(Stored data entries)
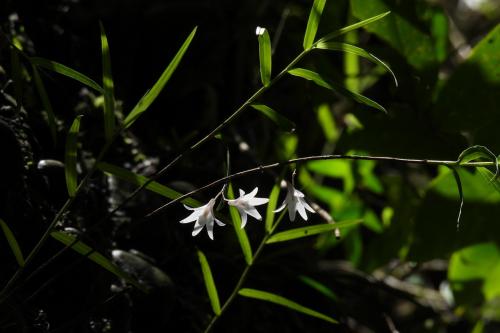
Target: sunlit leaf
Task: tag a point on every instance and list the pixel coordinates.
(14, 246)
(273, 298)
(209, 283)
(313, 23)
(151, 94)
(283, 122)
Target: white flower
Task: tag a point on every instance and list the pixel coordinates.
(296, 203)
(204, 216)
(245, 205)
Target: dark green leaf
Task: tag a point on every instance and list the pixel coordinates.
(66, 71)
(316, 78)
(107, 82)
(283, 122)
(70, 157)
(240, 232)
(151, 94)
(209, 283)
(313, 23)
(14, 246)
(309, 231)
(139, 180)
(273, 298)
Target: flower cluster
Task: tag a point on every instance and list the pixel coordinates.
(245, 203)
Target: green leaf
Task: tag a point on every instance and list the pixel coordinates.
(310, 231)
(313, 23)
(240, 232)
(345, 47)
(14, 246)
(283, 122)
(51, 118)
(209, 283)
(107, 82)
(316, 78)
(264, 55)
(85, 250)
(66, 71)
(271, 207)
(139, 180)
(151, 94)
(70, 157)
(354, 26)
(273, 298)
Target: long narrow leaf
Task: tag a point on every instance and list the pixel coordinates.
(280, 300)
(240, 232)
(209, 283)
(151, 95)
(310, 231)
(66, 71)
(70, 157)
(14, 246)
(316, 78)
(51, 118)
(264, 55)
(107, 82)
(283, 122)
(345, 47)
(353, 27)
(313, 23)
(139, 180)
(85, 250)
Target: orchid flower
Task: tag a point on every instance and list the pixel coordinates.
(246, 205)
(295, 202)
(204, 216)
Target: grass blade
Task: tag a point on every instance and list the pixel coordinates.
(283, 122)
(209, 283)
(70, 157)
(353, 27)
(240, 233)
(51, 118)
(139, 180)
(313, 23)
(66, 71)
(14, 246)
(151, 95)
(107, 82)
(264, 55)
(310, 231)
(276, 299)
(85, 250)
(345, 47)
(316, 78)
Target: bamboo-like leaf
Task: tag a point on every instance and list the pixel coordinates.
(313, 23)
(209, 283)
(151, 94)
(70, 157)
(283, 122)
(14, 246)
(280, 300)
(240, 232)
(264, 55)
(309, 231)
(107, 82)
(85, 250)
(351, 27)
(316, 78)
(345, 47)
(271, 207)
(51, 118)
(66, 71)
(139, 180)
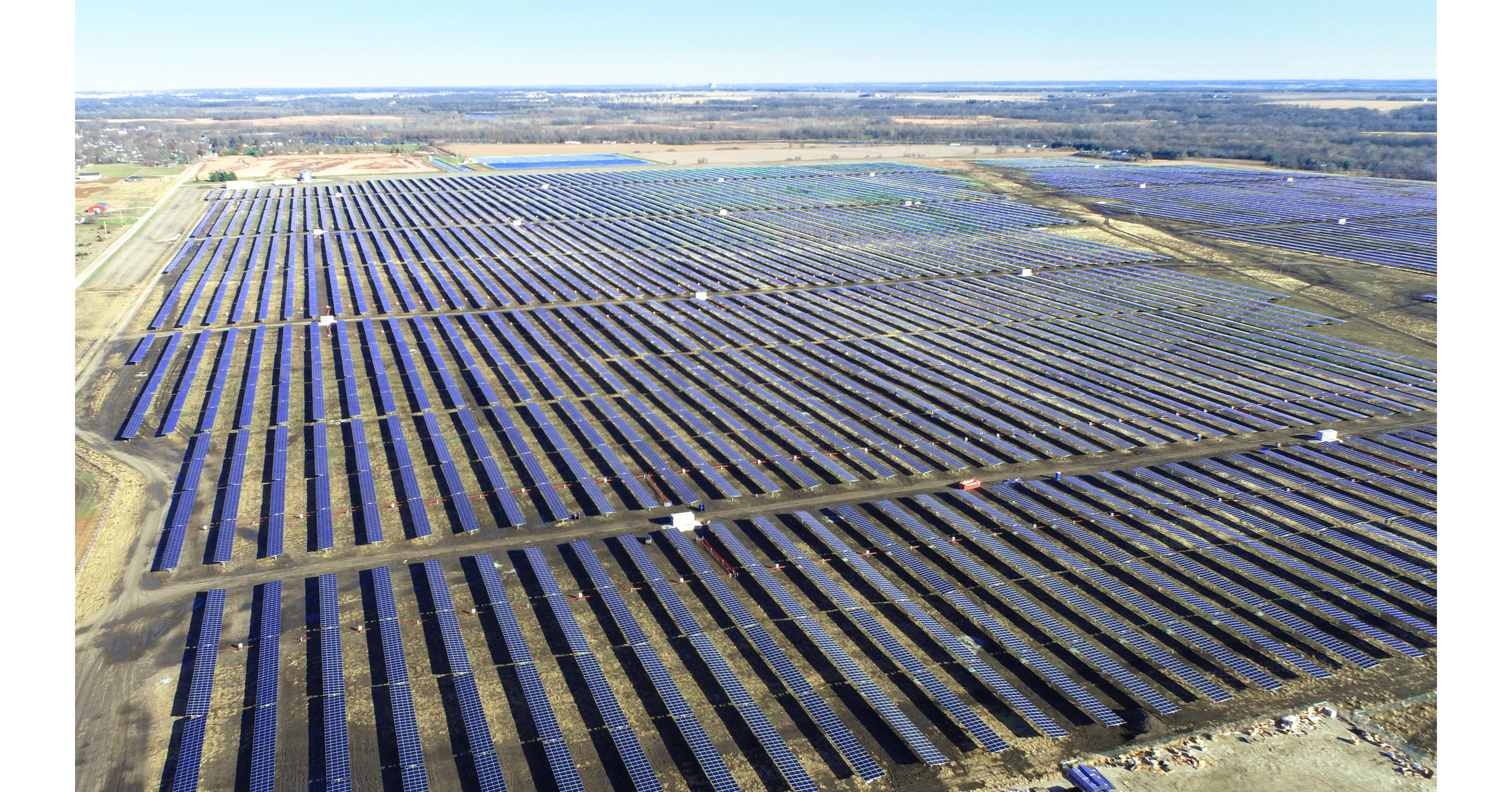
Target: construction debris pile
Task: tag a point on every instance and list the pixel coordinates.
(1403, 764)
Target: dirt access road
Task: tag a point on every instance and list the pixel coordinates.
(115, 288)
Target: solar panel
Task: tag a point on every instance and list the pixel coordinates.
(564, 451)
(533, 468)
(902, 655)
(480, 739)
(208, 649)
(1161, 583)
(853, 673)
(144, 399)
(1277, 555)
(396, 674)
(454, 484)
(232, 498)
(265, 720)
(1213, 579)
(604, 699)
(638, 492)
(277, 473)
(1110, 625)
(843, 739)
(333, 687)
(184, 502)
(1256, 574)
(778, 750)
(454, 397)
(191, 746)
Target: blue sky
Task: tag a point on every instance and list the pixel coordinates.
(316, 44)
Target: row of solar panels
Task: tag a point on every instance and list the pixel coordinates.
(442, 200)
(468, 259)
(1256, 607)
(1392, 243)
(504, 365)
(694, 460)
(602, 178)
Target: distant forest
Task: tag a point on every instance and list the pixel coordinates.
(1165, 124)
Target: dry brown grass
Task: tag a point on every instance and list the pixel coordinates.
(290, 165)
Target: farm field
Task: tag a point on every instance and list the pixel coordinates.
(321, 165)
(412, 448)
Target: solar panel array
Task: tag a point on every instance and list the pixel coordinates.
(530, 678)
(202, 682)
(396, 678)
(865, 324)
(1264, 567)
(668, 691)
(944, 696)
(822, 639)
(480, 739)
(265, 700)
(629, 749)
(338, 770)
(873, 397)
(1385, 223)
(778, 752)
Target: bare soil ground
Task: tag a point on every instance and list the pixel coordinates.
(128, 495)
(1322, 759)
(1417, 724)
(321, 165)
(93, 490)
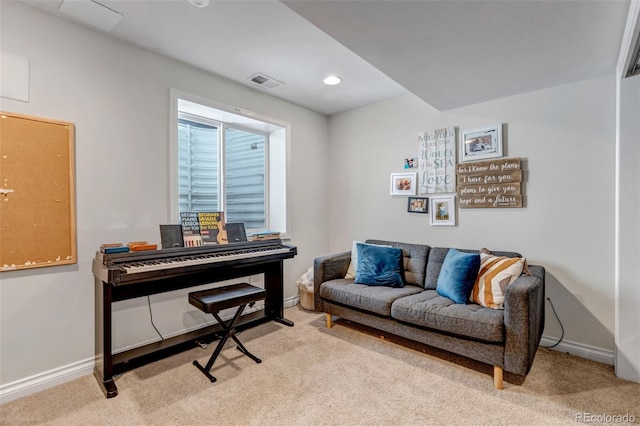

• Work required:
Write out the records above exactly. Pictures do not belong in the copy.

• Solution to the problem:
Target: sunlit leaf
Task: tag a point on every instance and list the pixel coordinates.
(14, 246)
(273, 298)
(209, 283)
(313, 23)
(151, 94)
(283, 122)
Target: white flower
Task: tag a point on every instance and list the pixel coordinates.
(296, 203)
(204, 216)
(245, 205)
Target: dark green leaf
Task: tag a point on every instance and list the pixel coordinates.
(66, 71)
(316, 78)
(107, 82)
(283, 122)
(70, 157)
(240, 232)
(151, 94)
(209, 283)
(313, 23)
(14, 246)
(309, 231)
(139, 180)
(273, 298)
Target: flower cluster
Task: tag a point on every instance and list the pixel coordinates.
(245, 203)
Target: green leaf
Task: tag a point on every instance and list the pixel coordinates.
(310, 231)
(313, 23)
(240, 232)
(345, 47)
(14, 246)
(283, 122)
(51, 118)
(209, 283)
(107, 82)
(316, 78)
(264, 55)
(85, 250)
(66, 71)
(271, 207)
(139, 180)
(151, 94)
(70, 157)
(354, 26)
(273, 298)
Target: long narrow leaf
Task: tag a point on every instance and list the pixel coordinates.
(280, 300)
(240, 232)
(209, 283)
(151, 95)
(310, 231)
(66, 71)
(70, 157)
(14, 246)
(316, 78)
(51, 118)
(264, 55)
(107, 82)
(283, 122)
(345, 47)
(353, 27)
(313, 23)
(139, 180)
(85, 250)
Target: orchid flower
Task: tag a point on every instance and list the pixel coordinates.
(246, 205)
(295, 202)
(204, 216)
Target: grass blade
Task: tag a point on every instance and list the pixel coordinates.
(283, 122)
(209, 283)
(70, 157)
(353, 27)
(240, 233)
(51, 118)
(139, 180)
(313, 23)
(66, 71)
(14, 246)
(151, 95)
(107, 82)
(264, 55)
(310, 231)
(276, 299)
(85, 250)
(345, 47)
(316, 78)
Target: bamboo-like leaf
Task: tag a point on every instance and list the pixel coordinates.
(313, 23)
(209, 283)
(151, 94)
(70, 157)
(283, 122)
(14, 246)
(280, 300)
(240, 232)
(264, 55)
(309, 231)
(107, 82)
(85, 250)
(351, 27)
(316, 78)
(345, 47)
(271, 207)
(51, 118)
(66, 71)
(139, 180)
Target: construction debris pile
Task: tag a point on every instance and list the pixel coordinates.
(1403, 764)
Target: dirt access road
Task: tag a point on every instance and list the pixel coordinates.
(115, 288)
Target: solar panel
Task: tag a point on every instance and list the pixel coordinates.
(564, 451)
(533, 468)
(902, 655)
(480, 739)
(208, 649)
(1161, 583)
(853, 673)
(144, 399)
(1277, 555)
(396, 674)
(454, 484)
(232, 498)
(265, 720)
(1213, 579)
(604, 699)
(638, 492)
(277, 473)
(1110, 625)
(843, 739)
(333, 687)
(184, 502)
(1256, 574)
(778, 750)
(454, 397)
(191, 746)
Target: blue sky
Task: tag a point on every instance and list the pixel coordinates.
(316, 44)
Target: row of solar panels
Task: tag a point on every instance and list the pixel coordinates.
(442, 200)
(468, 259)
(1256, 607)
(1392, 243)
(504, 365)
(694, 460)
(602, 178)
Target: distant forest
Task: tag a point on every instance and list the pixel coordinates.
(1165, 124)
Target: dry brown grass
Task: tag a point on every instance and list the pixel coordinates.
(290, 165)
Target: farm field
Task: tag a point on every instance and list the pixel coordinates.
(321, 165)
(412, 448)
Target: solar panel array
Task: tag a point on every instance and list the pixel coordinates.
(530, 678)
(202, 682)
(396, 678)
(865, 324)
(1264, 567)
(668, 691)
(944, 696)
(822, 639)
(480, 739)
(265, 700)
(629, 749)
(338, 770)
(873, 397)
(1385, 223)
(778, 752)
Target: bare soil ground
Task: tag a point on every instance and list the pixel coordinates.
(128, 495)
(1322, 759)
(1417, 724)
(321, 165)
(93, 490)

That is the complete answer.